Document section section start

Iran’s nuclear program posed a special threat to many countries individually and globally—and for countries like Israel, a potentially existential threat. There is no question that removing this nuclear threat has made the region and the world safer. As Lieutenant General Gadi Eizenkot, who commands the Israeli Defense Forces, put it, and I quote: “Without a doubt the nuclear deal between Iran and the West is a historic turning point. It is a big change in terms of the direction that Iran was headed, and in the way that we saw things.”

By following through on our commitment to provide sanctions relief, we sustain the powerful incentive for other malign actors to respond to sanctions by changing their behavior.

Two years ago, when Russia launched aggressive and destabilizing actions in eastern Ukraine and occupied and attempted to annex Crimea, it was clear that the world needed to respond. It was also quickly apparent that economic and financial sanctions would be the most appropriate action. While its veto at the UN Security Council made a response from the UN Security Council impossible, working with the G-7 and other like-minded partners, we developed an international plan to respond to Russia with the goal of changing Russia’s policy choices. Russia’s economic prominence and global financial links meant that powerful sanctions would need to be carefully designed to avoid serious unintended consequences and spillovers for a still fragile global economy.

While some called for the United States to respond with everything in our sanctions arsenal, President Obama directed us to develop a coordinated response in concert with our allies, that would deliver strong but measured pressure, and which could preserve our options and be ratcheted up or down over time depending on Russia’s behavior. We moved quickly to impose sanctions on key officials and entities linked to the crisis in Ukraine, with a particular focus on the inner circle of Russia’s leadership and associated companies. And in readying broader measures, we sought out asymmetries—particular areas where the Russian government relied upon European and U.S. technology and financing, but where sanctions would have the smallest possible spillover effects on us, our allies, and the Russian people.

Document section section end

Things to do
- 1) Reproduce the sanctions passage word for word, starting at "By following through" and ending at "changing their behavior.".
- 2) Decide whether each statement agrees with the sanctions passage, answering yes or no and quoting the words that settle it: (a) Gadi Eizenkot commands the Israeli Defense Forces. (b) The UN Security Council responded to Russia's actions in Ukraine. (c) President Obama directed the use of everything in the U.S. sanctions arsenal against Russia.
The collected data has no connection to the sanctions passage.

Data to examine section start

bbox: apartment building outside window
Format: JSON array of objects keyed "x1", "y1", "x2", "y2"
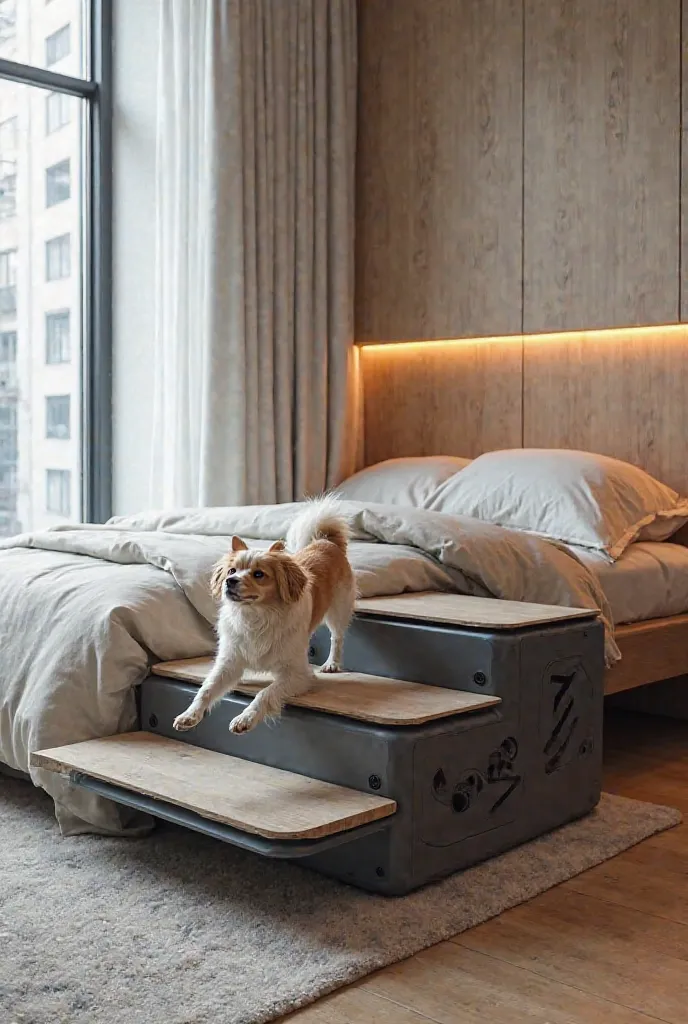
[
  {"x1": 45, "y1": 234, "x2": 72, "y2": 281},
  {"x1": 45, "y1": 160, "x2": 72, "y2": 206},
  {"x1": 45, "y1": 309, "x2": 72, "y2": 366},
  {"x1": 0, "y1": 0, "x2": 110, "y2": 537},
  {"x1": 45, "y1": 92, "x2": 73, "y2": 135},
  {"x1": 0, "y1": 249, "x2": 16, "y2": 316},
  {"x1": 45, "y1": 469, "x2": 72, "y2": 516},
  {"x1": 45, "y1": 394, "x2": 70, "y2": 441},
  {"x1": 45, "y1": 25, "x2": 72, "y2": 68}
]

Data to examine section end

Solutions to the tasks
- 1)
By following through on our commitment to provide sanctions relief, we sustain the powerful incentive for other malign actors to respond to sanctions by changing their behavior.

- 2)
(a) Yes: "Lieutenant General Gadi Eizenkot, who commands the Israeli Defense Forces"
(b) No: "its veto at the UN Security Council made a response from the UN Security Council impossible"
(c) No: "President Obama directed us to develop a coordinated response in concert with our allies"